───── Available records
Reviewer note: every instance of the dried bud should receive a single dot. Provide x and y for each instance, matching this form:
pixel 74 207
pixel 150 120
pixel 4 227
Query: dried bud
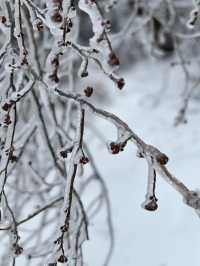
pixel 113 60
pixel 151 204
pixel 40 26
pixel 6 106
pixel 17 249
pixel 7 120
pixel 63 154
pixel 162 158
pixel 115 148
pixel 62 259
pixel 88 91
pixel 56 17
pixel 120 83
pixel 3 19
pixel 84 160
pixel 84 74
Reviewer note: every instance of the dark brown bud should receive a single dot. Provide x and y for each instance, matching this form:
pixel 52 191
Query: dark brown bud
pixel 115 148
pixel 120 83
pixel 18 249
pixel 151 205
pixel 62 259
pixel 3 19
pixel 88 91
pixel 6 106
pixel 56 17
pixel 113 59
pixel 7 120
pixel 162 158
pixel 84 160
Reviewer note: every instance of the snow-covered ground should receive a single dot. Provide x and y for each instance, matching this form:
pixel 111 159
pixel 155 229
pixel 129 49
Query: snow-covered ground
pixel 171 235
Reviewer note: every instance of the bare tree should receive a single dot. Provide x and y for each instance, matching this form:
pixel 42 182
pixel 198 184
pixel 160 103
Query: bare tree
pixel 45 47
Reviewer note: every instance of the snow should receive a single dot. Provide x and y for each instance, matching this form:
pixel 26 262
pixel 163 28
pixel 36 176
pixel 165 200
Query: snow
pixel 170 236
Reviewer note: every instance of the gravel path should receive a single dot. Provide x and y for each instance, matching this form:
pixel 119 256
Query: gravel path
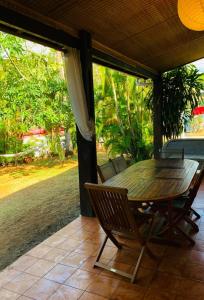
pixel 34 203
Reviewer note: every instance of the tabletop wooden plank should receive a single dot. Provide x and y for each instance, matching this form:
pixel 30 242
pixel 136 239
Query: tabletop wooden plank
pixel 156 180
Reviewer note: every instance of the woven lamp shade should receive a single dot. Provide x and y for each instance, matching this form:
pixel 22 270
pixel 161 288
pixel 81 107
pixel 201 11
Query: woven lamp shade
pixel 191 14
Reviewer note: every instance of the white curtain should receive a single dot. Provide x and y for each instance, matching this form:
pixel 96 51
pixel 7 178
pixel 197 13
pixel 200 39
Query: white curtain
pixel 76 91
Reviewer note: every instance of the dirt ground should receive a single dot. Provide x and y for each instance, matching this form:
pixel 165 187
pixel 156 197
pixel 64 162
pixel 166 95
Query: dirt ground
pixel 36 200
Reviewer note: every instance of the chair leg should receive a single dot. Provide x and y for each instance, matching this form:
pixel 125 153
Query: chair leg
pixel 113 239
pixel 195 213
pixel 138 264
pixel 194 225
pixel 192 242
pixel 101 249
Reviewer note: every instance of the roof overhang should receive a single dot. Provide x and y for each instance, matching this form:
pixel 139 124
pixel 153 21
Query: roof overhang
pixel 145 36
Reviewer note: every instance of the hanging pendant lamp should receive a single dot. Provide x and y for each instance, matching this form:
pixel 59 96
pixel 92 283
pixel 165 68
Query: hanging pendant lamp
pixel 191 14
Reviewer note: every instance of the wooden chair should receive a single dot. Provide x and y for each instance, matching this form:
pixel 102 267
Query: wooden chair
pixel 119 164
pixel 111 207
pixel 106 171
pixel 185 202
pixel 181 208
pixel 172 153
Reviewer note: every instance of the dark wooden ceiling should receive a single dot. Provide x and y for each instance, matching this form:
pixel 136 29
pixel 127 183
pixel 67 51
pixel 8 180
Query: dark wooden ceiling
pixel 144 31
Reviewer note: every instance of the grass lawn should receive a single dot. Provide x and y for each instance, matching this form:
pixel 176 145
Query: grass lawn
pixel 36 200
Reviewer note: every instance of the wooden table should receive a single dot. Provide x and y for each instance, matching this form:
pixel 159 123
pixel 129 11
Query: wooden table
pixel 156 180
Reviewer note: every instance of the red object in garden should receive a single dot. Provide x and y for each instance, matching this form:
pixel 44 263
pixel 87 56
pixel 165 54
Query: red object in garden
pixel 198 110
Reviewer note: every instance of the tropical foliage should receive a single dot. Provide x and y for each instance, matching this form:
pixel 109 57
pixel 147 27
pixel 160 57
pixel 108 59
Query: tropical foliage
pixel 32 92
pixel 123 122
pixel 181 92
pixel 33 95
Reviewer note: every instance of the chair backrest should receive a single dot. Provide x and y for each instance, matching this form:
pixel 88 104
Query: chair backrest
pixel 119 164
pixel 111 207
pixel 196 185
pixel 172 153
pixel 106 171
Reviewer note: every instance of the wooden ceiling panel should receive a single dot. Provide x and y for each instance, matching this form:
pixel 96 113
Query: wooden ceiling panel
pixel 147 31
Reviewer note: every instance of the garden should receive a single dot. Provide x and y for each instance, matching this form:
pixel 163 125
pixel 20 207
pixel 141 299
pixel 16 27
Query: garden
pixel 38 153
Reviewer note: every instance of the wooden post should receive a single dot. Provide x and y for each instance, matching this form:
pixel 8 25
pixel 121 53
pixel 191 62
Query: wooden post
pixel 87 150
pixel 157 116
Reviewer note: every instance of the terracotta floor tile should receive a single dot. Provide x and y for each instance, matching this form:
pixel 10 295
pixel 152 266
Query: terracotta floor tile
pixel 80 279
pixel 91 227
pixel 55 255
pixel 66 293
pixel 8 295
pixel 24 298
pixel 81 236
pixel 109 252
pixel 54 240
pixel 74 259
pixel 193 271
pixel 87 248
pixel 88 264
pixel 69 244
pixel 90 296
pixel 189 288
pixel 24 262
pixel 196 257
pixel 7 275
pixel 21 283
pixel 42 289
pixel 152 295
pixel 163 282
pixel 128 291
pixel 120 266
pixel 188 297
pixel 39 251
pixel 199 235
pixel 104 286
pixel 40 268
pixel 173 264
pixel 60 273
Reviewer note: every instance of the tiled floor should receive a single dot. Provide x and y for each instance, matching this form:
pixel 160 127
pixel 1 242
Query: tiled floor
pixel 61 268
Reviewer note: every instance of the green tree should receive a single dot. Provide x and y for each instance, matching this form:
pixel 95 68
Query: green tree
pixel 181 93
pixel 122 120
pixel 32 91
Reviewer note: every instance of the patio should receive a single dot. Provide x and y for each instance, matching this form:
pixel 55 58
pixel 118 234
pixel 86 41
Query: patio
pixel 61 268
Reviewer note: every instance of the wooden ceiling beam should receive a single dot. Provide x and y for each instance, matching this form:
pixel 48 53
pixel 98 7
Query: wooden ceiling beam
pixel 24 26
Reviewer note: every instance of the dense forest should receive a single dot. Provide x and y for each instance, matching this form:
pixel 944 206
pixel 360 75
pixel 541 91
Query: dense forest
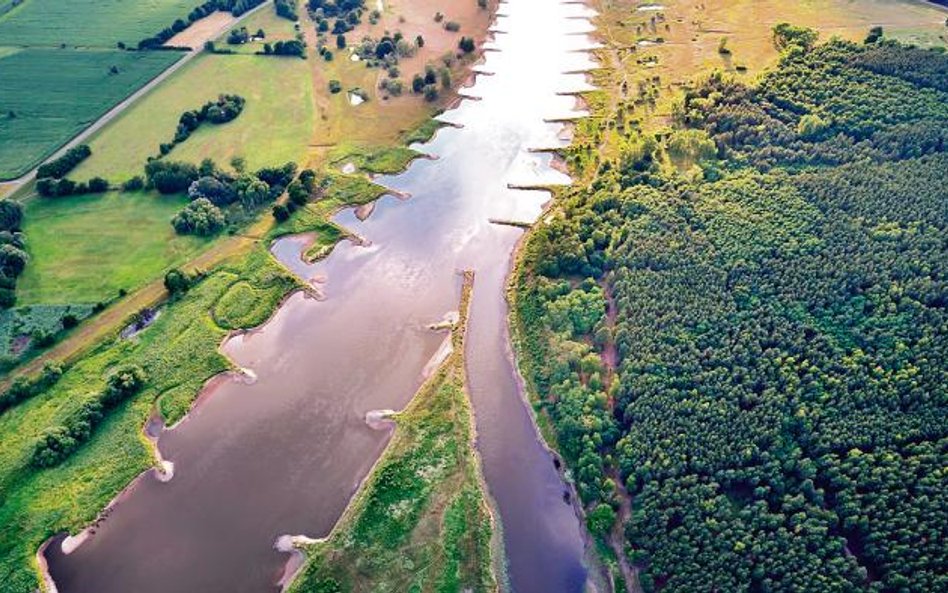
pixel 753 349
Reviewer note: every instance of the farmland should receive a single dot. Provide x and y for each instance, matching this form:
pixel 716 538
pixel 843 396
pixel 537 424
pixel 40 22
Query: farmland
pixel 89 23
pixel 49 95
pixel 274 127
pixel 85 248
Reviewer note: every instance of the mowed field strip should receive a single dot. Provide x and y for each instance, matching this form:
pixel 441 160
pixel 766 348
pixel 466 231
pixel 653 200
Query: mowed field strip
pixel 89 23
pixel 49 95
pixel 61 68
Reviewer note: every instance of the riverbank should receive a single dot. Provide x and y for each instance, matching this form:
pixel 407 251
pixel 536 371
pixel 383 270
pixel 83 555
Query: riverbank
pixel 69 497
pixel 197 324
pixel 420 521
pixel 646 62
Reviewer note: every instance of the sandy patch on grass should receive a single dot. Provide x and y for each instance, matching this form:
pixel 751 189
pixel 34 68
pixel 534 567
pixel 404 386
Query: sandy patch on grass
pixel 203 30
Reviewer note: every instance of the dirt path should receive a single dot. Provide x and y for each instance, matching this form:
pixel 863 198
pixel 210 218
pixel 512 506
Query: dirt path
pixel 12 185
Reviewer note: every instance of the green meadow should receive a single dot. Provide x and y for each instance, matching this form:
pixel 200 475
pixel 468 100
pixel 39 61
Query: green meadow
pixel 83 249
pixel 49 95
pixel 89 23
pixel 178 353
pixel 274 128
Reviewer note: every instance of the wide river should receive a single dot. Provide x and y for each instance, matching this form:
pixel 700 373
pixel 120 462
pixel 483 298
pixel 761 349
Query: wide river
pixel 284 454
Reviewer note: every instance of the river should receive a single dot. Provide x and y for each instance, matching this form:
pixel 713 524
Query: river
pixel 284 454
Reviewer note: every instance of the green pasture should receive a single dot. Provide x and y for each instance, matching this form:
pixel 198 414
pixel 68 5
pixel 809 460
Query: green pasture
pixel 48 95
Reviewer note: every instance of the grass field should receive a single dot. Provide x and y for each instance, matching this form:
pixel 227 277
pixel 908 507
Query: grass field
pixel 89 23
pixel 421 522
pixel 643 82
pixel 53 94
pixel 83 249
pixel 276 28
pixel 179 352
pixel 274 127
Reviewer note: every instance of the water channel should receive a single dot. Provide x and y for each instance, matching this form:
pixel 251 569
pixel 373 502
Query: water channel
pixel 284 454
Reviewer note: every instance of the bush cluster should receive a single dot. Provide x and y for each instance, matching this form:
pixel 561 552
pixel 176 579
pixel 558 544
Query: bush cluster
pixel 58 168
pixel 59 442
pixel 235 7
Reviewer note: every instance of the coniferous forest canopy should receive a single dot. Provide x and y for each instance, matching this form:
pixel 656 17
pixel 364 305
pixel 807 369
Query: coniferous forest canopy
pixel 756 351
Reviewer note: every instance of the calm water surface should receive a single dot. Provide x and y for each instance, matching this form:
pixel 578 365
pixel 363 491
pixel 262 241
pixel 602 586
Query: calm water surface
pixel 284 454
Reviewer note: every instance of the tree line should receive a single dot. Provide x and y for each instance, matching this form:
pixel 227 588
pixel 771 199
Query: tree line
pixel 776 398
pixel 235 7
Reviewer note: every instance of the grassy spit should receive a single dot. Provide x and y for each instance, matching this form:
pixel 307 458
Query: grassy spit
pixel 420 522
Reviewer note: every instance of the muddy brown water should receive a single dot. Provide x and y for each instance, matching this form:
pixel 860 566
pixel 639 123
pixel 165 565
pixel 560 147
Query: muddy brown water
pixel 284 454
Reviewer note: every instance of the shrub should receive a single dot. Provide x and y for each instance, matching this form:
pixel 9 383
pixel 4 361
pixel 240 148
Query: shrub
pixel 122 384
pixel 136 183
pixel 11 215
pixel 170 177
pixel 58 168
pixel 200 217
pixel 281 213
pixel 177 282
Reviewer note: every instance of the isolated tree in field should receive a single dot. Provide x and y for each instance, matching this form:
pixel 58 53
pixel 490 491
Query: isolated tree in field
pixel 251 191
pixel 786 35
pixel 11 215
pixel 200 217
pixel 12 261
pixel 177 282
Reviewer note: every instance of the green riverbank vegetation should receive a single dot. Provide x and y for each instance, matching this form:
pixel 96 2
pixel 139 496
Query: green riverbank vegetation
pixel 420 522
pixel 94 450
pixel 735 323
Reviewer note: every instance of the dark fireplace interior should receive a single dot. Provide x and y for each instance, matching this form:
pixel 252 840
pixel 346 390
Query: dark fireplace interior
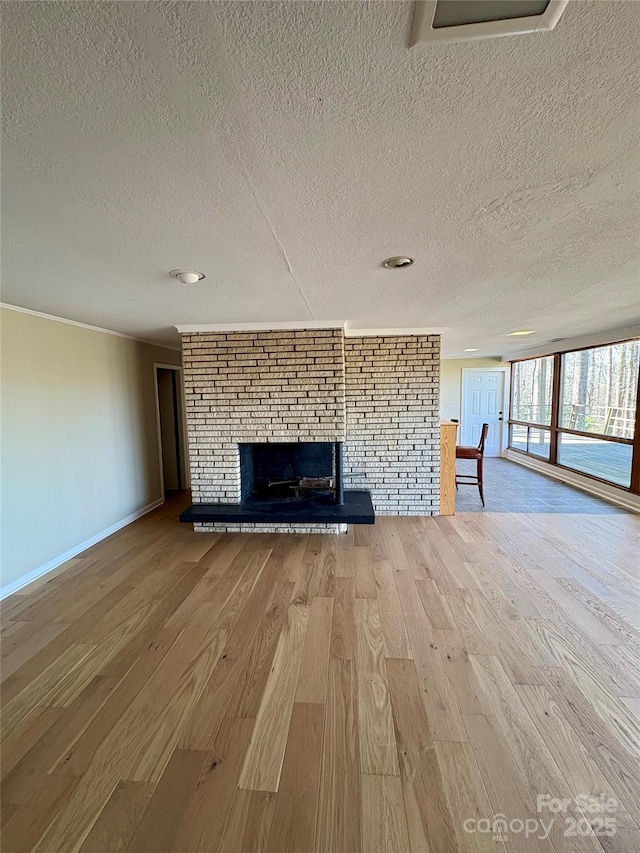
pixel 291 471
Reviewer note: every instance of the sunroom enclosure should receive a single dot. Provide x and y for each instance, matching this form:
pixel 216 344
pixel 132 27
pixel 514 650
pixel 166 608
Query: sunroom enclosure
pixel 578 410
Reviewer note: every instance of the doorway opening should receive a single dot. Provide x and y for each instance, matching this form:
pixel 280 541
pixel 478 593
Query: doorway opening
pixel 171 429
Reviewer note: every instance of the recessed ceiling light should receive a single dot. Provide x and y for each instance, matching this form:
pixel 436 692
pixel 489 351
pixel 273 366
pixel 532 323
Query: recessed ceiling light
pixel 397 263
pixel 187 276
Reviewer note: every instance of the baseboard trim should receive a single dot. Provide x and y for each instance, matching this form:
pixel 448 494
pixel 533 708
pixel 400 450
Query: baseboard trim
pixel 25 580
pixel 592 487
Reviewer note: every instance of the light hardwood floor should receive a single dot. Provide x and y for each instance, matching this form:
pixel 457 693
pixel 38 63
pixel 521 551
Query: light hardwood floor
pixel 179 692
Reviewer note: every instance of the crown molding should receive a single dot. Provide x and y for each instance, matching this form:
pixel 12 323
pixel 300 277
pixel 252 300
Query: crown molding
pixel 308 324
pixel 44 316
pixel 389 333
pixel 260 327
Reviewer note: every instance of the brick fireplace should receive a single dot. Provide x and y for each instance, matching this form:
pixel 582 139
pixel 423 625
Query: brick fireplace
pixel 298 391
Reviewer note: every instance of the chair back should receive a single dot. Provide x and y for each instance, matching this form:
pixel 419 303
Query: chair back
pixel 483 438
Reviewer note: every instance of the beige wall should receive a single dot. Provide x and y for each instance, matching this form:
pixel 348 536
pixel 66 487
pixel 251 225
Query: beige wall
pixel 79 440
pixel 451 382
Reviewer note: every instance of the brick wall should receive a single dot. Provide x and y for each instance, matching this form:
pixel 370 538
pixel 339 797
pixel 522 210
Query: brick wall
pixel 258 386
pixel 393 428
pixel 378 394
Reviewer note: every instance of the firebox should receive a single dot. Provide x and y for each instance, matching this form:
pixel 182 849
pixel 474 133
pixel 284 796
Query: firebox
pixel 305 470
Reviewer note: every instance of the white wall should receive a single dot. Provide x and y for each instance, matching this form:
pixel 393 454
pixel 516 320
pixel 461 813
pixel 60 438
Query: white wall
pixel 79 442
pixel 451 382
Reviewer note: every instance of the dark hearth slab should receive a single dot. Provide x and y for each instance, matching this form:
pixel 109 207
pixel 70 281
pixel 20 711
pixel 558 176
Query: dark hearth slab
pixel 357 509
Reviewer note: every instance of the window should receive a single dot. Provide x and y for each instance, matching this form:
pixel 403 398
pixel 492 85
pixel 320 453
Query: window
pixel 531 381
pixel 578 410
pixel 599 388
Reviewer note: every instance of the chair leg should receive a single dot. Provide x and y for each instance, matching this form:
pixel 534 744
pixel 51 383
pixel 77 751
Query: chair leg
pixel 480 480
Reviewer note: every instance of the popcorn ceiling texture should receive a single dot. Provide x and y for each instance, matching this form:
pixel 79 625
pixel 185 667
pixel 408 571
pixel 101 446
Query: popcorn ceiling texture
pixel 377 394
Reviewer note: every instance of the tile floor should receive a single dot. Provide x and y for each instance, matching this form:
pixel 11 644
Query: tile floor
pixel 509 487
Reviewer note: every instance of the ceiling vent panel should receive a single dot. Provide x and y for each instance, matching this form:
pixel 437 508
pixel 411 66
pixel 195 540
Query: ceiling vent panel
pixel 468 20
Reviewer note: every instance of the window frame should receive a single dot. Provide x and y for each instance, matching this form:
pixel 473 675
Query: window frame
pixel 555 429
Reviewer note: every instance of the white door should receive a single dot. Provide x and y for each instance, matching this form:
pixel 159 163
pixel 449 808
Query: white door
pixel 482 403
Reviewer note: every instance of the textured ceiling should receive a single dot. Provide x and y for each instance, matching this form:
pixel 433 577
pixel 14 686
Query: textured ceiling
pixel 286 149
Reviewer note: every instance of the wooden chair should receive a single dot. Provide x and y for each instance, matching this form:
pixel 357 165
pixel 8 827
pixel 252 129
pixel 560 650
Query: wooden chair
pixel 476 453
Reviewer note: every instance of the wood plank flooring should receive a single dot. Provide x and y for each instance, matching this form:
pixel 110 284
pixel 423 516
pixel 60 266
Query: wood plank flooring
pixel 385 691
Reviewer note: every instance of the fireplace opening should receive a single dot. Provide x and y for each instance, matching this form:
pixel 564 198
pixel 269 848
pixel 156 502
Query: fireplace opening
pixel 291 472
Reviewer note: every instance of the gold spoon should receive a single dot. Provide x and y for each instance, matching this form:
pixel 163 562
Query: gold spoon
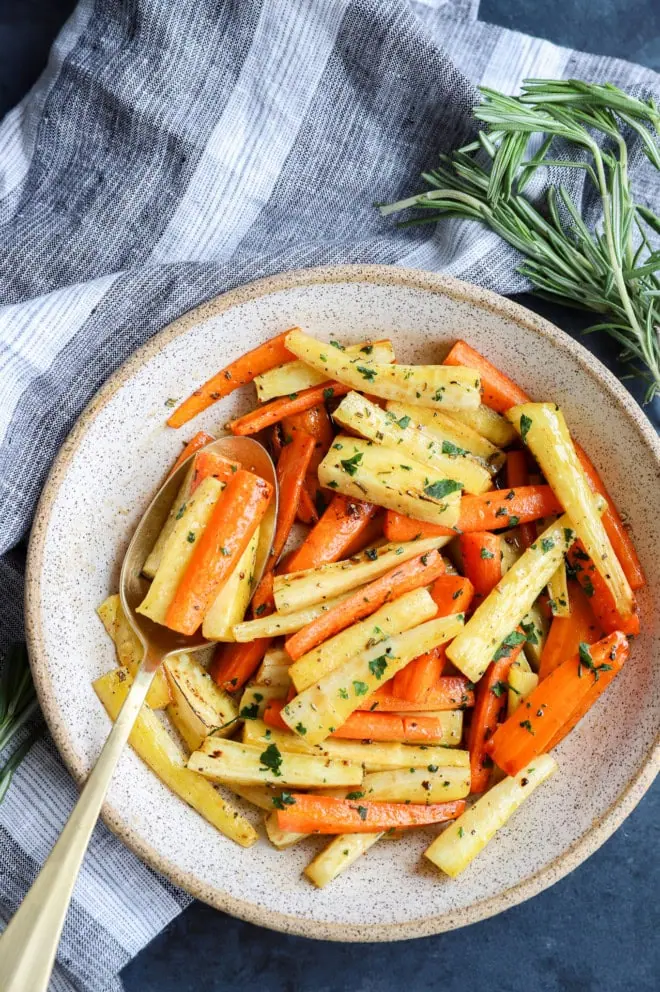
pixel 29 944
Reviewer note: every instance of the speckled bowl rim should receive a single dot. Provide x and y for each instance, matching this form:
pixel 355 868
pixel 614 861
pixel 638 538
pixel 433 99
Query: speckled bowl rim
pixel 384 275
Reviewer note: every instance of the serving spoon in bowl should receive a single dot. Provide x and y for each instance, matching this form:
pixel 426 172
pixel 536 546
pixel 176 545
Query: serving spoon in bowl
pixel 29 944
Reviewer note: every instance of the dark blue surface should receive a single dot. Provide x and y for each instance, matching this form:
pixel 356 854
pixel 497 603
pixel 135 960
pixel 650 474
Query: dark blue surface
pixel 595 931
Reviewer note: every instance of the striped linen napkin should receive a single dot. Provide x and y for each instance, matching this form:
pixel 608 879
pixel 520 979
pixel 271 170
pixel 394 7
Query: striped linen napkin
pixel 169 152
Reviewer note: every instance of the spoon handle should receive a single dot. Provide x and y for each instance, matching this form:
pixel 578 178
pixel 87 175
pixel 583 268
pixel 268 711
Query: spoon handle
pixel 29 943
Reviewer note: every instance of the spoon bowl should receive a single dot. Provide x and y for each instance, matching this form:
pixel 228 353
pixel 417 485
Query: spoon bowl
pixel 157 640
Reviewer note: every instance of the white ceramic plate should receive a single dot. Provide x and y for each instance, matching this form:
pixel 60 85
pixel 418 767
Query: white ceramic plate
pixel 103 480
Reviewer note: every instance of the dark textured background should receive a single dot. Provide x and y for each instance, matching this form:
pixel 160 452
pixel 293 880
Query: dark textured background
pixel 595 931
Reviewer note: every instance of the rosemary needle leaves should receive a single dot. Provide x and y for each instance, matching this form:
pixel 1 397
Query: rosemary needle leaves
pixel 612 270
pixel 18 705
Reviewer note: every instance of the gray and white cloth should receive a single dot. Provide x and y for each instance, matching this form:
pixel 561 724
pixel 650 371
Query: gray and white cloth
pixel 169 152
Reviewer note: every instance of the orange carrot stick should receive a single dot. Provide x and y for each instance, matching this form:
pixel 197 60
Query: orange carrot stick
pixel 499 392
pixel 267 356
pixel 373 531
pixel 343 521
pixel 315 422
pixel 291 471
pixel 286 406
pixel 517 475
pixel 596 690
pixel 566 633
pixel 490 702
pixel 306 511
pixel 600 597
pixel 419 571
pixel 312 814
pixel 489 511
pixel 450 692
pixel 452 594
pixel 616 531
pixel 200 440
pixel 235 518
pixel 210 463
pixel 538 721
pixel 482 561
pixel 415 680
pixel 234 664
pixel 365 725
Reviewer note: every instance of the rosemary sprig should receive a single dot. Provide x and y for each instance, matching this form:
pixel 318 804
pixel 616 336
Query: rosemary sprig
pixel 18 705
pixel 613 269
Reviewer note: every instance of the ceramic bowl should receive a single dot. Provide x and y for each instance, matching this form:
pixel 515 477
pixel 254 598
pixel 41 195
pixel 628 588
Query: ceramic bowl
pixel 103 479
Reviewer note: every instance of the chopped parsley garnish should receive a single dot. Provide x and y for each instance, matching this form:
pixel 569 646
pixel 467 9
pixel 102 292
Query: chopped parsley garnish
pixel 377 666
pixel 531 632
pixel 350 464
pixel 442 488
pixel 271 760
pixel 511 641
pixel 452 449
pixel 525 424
──────────
Instructions to follow: Give back exactly the lines from the top of the records to the line containing "pixel 52 191", both included, and no pictures.

Result of this exercise:
Reviewer note: every instance of the dried bud should receive a single dot. Provide x and y for each instance, matching this form:
pixel 74 207
pixel 150 120
pixel 4 227
Query: dried bud
pixel 113 60
pixel 151 204
pixel 40 26
pixel 6 106
pixel 17 249
pixel 7 120
pixel 63 154
pixel 162 158
pixel 115 148
pixel 62 259
pixel 88 91
pixel 56 17
pixel 120 83
pixel 3 19
pixel 84 160
pixel 84 74
Reviewer note: every instance of the dark brown bud should receive a single dot. Provide x and y for each instance, matching this form:
pixel 52 191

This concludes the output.